# [EXERCISE REQUIREMENTS]
Retype the records below exactly as they stand, omitting the pictures.

# [DATA EXTRACTS]
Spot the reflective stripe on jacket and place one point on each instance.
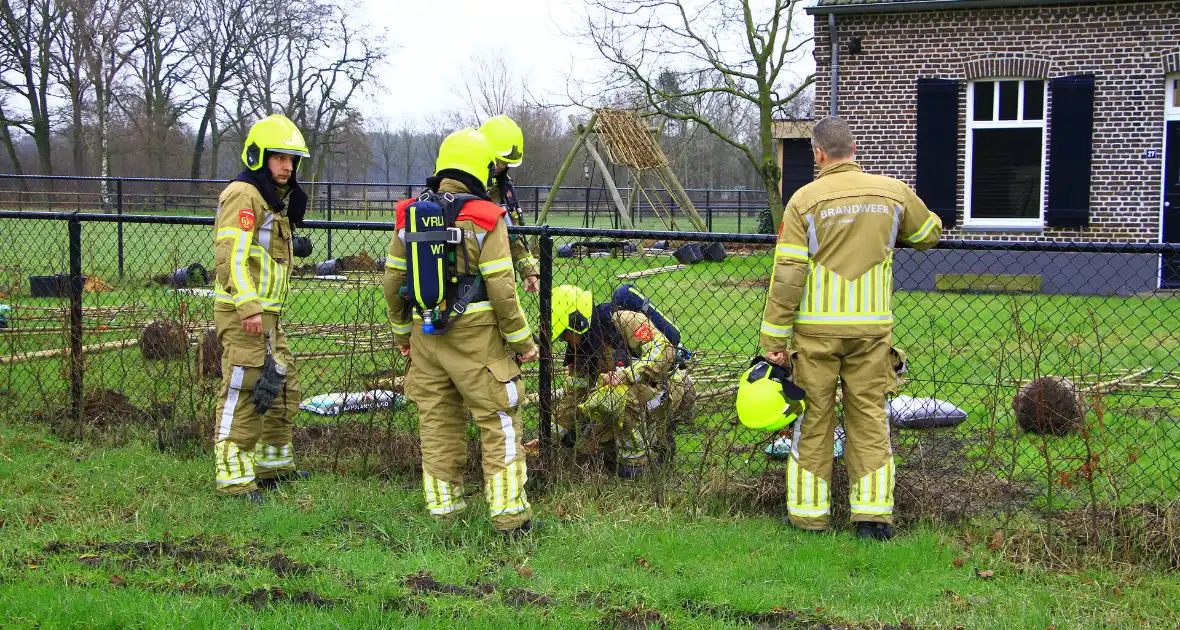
(253, 253)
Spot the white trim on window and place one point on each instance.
(1013, 224)
(1171, 96)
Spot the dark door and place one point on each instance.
(1172, 203)
(798, 165)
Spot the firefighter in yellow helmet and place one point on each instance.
(832, 289)
(253, 243)
(625, 379)
(452, 302)
(507, 139)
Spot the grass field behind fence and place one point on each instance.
(972, 349)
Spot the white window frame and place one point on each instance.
(1020, 123)
(1171, 107)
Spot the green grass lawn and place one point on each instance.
(99, 537)
(607, 551)
(972, 349)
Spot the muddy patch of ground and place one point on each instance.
(342, 446)
(424, 583)
(781, 617)
(133, 555)
(933, 481)
(261, 598)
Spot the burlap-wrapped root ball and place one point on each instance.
(163, 339)
(1049, 405)
(209, 354)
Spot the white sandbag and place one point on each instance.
(908, 412)
(353, 401)
(780, 448)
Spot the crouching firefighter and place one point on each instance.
(628, 385)
(254, 245)
(451, 294)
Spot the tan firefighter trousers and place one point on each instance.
(865, 369)
(469, 367)
(248, 445)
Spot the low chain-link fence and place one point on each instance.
(1063, 359)
(722, 210)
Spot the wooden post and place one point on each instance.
(681, 197)
(583, 133)
(610, 183)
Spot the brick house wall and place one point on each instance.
(1129, 46)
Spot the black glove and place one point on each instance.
(269, 385)
(301, 245)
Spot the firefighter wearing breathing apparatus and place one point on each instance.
(452, 301)
(507, 139)
(627, 378)
(831, 289)
(254, 245)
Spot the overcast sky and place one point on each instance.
(436, 38)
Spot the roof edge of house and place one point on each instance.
(938, 5)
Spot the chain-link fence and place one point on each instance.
(723, 210)
(113, 342)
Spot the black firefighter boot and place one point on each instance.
(271, 483)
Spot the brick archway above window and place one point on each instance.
(1009, 65)
(1172, 63)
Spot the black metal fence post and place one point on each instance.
(329, 218)
(740, 211)
(76, 358)
(545, 379)
(118, 209)
(708, 209)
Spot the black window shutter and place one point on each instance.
(937, 148)
(1070, 150)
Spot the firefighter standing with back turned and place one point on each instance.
(833, 283)
(253, 242)
(507, 139)
(452, 301)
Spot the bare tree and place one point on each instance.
(28, 28)
(313, 71)
(489, 87)
(69, 71)
(406, 138)
(736, 47)
(386, 145)
(107, 45)
(222, 35)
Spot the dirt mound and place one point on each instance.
(209, 354)
(163, 339)
(524, 597)
(634, 618)
(358, 262)
(103, 408)
(1049, 405)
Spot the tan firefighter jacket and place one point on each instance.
(489, 255)
(253, 251)
(524, 261)
(833, 261)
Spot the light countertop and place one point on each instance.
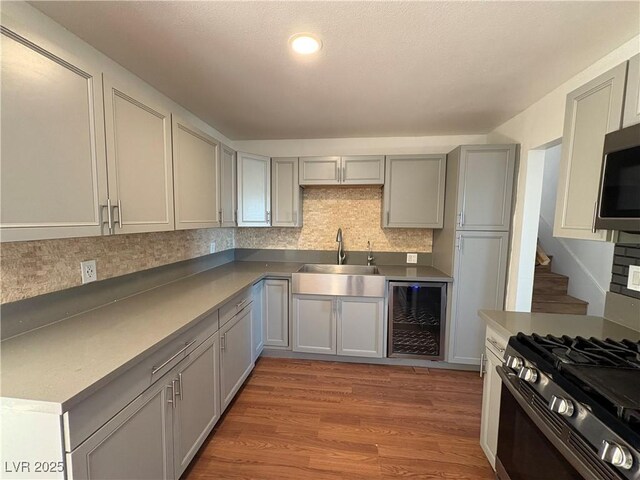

# [WRITTEN ANSWER]
Spot the reflective stripe on jacket and place one point on each instance.
(253, 253)
Spot the white trim on window and place one point on each instance.
(1013, 224)
(1171, 96)
Spot the dark door and place one point on each instance.
(1172, 203)
(798, 165)
Spot the firefighter in yellow helmet and place one point on each instance.
(832, 289)
(253, 243)
(625, 379)
(452, 302)
(507, 139)
Spot the grass field behind fence and place one point on each instance.
(972, 349)
Spot the white window frame and place one point on each instance.
(1020, 123)
(1171, 107)
Spot the green grass lawn and place one point on each instance.
(99, 537)
(607, 551)
(972, 349)
Spot the muddy patch of ground and place one point on each instance.
(342, 446)
(424, 583)
(781, 617)
(133, 555)
(933, 481)
(261, 598)
Spot the burlap-wrapped root ball and place one point on each instance.
(163, 339)
(1049, 405)
(209, 354)
Spot the white sandbag and place one point on each instance.
(908, 412)
(353, 401)
(780, 448)
Spot the crouching firefighter and place one point on each instance.
(628, 385)
(254, 245)
(451, 294)
Spot the tan firefighter trousers and place one point on each instance.
(865, 369)
(469, 367)
(248, 445)
Spot the low chain-link fence and place one point on each instance.
(1063, 359)
(722, 210)
Spot the wooden post and place one point on each instance.
(681, 197)
(583, 133)
(610, 183)
Spot the brick house wall and place one point on each instance.
(1129, 46)
Spot the black glove and place one point on each instance.
(269, 385)
(301, 245)
Spot the firefighter wearing breathing apparatus and place one point on each instance.
(452, 301)
(507, 139)
(627, 378)
(831, 289)
(254, 245)
Spot the overcast sky and place one point on each instance.
(436, 38)
Spot the roof edge of house and place one point on each instance.
(938, 5)
Spot the chain-link fence and place one point on each instance.
(723, 210)
(113, 342)
Spot the black firefighter boot and place one point on each instance.
(271, 483)
Spot the brick archway above window and place one point on each instance.
(1009, 65)
(1172, 63)
Spot the black metal fence post and place one point on each instance.
(329, 218)
(740, 211)
(76, 358)
(545, 379)
(118, 209)
(708, 209)
Spot the black window shutter and place one point on each instance.
(937, 148)
(1070, 150)
Spot the firefighter standing with back turned and place one point on each instance.
(833, 283)
(253, 242)
(507, 139)
(452, 301)
Spot the bare tree and place one point on each instance.
(28, 28)
(313, 71)
(489, 87)
(69, 71)
(406, 138)
(736, 47)
(386, 145)
(107, 45)
(222, 35)
Spot the dirt mound and place one point on each instance.
(209, 354)
(163, 339)
(524, 597)
(634, 618)
(358, 262)
(103, 408)
(1049, 405)
Spot the tan firefighter jacket and place one point on each instance.
(489, 255)
(253, 251)
(524, 261)
(833, 261)
Spot the light countertop and place one point on each instance.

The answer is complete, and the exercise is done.